Problem to work on:
Find every line in the entries below that contains the word "white", matching its case exactly, and copy each of those lines.

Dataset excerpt
===

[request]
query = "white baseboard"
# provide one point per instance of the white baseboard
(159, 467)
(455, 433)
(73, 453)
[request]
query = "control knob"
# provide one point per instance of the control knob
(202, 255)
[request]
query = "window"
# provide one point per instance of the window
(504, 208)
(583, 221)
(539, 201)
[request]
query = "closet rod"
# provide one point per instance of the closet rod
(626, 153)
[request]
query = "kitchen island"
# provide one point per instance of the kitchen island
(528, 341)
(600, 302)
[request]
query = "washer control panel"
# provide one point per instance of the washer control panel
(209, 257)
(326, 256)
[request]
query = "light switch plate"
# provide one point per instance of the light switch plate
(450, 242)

===

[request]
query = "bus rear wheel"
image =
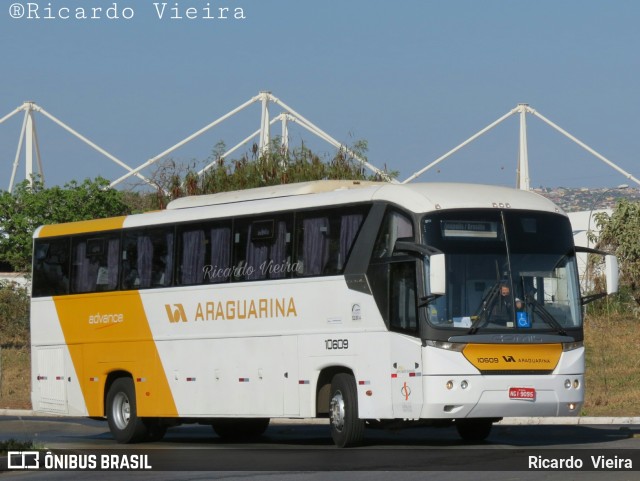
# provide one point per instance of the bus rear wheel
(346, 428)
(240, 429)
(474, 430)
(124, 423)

===

In response:
query = "white baseboard"
# provide one point per instance of the white baseboard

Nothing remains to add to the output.